__文書抜粋__
● ● ● ● ● ● ●

バリ島の人類の痕跡は約2000年前に遡ります。最初の住民は「オラン・バリ・ムラ(Orang Bali Mula)」と呼ばれています。一方、「バリ・アガ(Bali Aga)」と呼ばれる人々は、8世紀以降に東ジャワから移住してきました。

口承によれば、バリ・アガの多くは、14世紀から15世紀にかけて東ジャワのマジャパヒト王国が興隆した時期に渡来したとされています。マジャパヒト王国は1293年から1478年までジャワ島中東部を中心に栄えた、インドネシア最後のヒンドゥー教王国です。当時、王国内でヒンドゥー教離れが進み、信仰を続ける一部の人々がジャワ島からバリ島へ移住しました。多くの歴史研究者は、マジャパヒトの人々が渡来する前の時代を「古代バリ時代(Masa Bali Kuno)」と定義しています。

14世紀にマジャパヒト王国がバリ島を侵略した際、これらの入植者は「アパナガ(Apanaga)」と呼ばれました。彼らは王国の一員としてバリ島に入り、その貢献の対価として家を建てるための土地を与えられました。15世紀には、元マジャパヒト王国の人々は「オラン・バリ・アパナガ(Orang Bali Apanaga)」、別名「オラン・バリ・ダタラン(Orang Bali Dataran)」や「オラン・バリ・マジャパヒト(Orang Bali Majapahit)」として、バリ島で暮らす他の人々から認知されていました。この時代、インドネシアの各島には、それぞれ異なるルーツを持つ人々が住んでいたと考えられています。

バリ島の歴史 〜狩猟と採集の時代〜

バリ島の隣に位置するジャワ島では、約70万年から180万年前に「ホモ・エレクトス(Homo erectus)」と呼ばれる原人が住んでいた証拠が発見されています。wiki – ホモ・エレクトス

バリ島でホモ・エレクトスが居住していた証拠は見つかっていませんが、多くの考古学的遺跡から、数万年前から人類がこの地に住んでいたことが示されています。

旧石器時代の遺物の発見

1961年、キンタマーニ高原のトルニャン村周辺に位置するセンビラン村(Desa Sembiran)で、旧石器時代の手斧やチョッパーアックス(大型で先端が鋭利な石器)などが発見されました。これらの石器の形状から、チバニアンの終わりから後期更新世の初期(約12万6千年前から約1万年前)のものと推定されています。wiki – 更新世

しかし、これらの石器を使用していた人々の存在を直接示す証拠はまだ見つかっていません。更新世時代の人々は、狩猟と採集に依存した生活を送り、特定の場所に定住せず、遊牧的な生活をしていたと考えられます。狩猟グループは小規模な家族単位で構成され、男性は狩猟、女性は食用植物の採集や子育てを担当していました。また、この時代の火の発見は、生存の基盤となりました。

● ● ● ● ● ● ●

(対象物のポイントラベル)
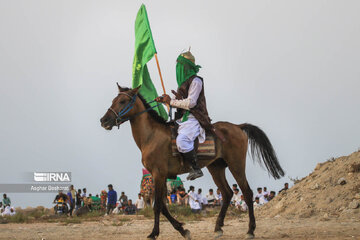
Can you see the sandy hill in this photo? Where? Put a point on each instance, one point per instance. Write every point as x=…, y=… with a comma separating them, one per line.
x=332, y=190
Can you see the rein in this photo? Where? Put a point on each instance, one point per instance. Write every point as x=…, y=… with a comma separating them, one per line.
x=120, y=116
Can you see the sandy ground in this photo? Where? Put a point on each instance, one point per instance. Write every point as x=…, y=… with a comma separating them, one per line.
x=112, y=228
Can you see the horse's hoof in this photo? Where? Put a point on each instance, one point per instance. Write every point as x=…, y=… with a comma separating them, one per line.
x=249, y=236
x=152, y=237
x=218, y=234
x=187, y=235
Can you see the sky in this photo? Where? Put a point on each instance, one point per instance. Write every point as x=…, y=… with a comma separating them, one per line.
x=289, y=67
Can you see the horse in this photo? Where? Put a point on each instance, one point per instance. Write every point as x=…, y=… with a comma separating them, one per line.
x=152, y=135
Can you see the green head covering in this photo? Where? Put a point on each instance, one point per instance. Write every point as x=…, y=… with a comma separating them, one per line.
x=185, y=68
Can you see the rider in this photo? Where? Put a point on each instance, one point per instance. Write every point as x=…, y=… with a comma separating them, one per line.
x=61, y=197
x=191, y=103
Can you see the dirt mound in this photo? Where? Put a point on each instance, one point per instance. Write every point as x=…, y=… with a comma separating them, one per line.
x=332, y=190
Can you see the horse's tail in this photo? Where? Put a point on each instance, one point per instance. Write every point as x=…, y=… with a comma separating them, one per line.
x=261, y=149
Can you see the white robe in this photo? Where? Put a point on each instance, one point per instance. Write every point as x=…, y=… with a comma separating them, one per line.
x=191, y=129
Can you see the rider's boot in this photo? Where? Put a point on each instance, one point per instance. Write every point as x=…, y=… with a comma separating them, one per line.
x=195, y=171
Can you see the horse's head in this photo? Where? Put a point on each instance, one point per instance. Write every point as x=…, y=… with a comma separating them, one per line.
x=121, y=109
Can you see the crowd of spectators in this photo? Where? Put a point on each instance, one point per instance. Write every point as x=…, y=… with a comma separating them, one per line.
x=197, y=201
x=108, y=201
x=5, y=207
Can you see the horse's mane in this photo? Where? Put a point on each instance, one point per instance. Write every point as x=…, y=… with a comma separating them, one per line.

● ● ● ● ● ● ●

__指示文__
文書抜粋によると、マジャパヒト王国の時代に一部の人々がジャワ島からバリ島へ移り住んだのはなぜか。1〜3文で説明しなさい。

__演習結果__
当時、マジャパヒト王国内ではヒンドゥー教離れが進んでいました。そのため、ヒンドゥー教の信仰を続ける一部の人々がジャワ島からバリ島へ移住しました。